## start INPUT DATA

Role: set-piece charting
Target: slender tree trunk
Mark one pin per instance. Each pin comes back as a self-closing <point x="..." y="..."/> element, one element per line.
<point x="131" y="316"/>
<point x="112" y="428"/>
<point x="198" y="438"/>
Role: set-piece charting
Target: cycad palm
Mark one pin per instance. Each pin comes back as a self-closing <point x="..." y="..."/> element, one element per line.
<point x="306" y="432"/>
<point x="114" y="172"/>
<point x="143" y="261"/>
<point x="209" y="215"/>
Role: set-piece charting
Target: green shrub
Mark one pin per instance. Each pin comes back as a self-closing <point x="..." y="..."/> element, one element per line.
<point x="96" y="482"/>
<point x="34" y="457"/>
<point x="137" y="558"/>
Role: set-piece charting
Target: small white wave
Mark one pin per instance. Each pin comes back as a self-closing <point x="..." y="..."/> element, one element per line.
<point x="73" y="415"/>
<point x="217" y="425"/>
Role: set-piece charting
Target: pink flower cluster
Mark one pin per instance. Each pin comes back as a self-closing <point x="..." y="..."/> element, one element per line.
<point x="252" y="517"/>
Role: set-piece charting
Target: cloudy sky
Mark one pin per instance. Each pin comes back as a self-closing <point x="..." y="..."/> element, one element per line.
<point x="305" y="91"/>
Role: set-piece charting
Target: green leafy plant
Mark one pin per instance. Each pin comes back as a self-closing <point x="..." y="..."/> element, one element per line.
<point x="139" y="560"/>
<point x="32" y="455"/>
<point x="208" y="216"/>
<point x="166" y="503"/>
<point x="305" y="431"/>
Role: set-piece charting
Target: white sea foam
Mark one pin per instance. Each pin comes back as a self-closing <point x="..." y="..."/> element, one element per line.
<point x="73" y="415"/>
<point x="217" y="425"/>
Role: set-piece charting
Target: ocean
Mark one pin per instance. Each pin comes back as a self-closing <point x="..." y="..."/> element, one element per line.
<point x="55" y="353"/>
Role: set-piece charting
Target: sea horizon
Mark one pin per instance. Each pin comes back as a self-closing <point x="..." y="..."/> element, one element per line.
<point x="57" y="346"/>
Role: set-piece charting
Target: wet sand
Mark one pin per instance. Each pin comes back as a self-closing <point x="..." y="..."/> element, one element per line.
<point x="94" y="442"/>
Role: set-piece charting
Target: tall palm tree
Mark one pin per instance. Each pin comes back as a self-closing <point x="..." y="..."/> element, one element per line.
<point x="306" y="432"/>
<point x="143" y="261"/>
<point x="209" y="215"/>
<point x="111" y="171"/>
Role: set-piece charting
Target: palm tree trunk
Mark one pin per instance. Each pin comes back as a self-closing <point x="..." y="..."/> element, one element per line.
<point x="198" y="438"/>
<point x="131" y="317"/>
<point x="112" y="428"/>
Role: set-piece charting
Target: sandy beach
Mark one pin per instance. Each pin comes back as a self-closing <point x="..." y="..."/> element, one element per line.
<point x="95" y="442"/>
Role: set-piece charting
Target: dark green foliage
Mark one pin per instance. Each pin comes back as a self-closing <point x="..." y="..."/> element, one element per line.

## end INPUT DATA

**EXERCISE DIRECTIONS:** Report every line in the entries above that contains the word "trunk", copying each line in full.

**SOLVED EXERCISE:**
Target: slender tree trunk
Target: palm tree trunk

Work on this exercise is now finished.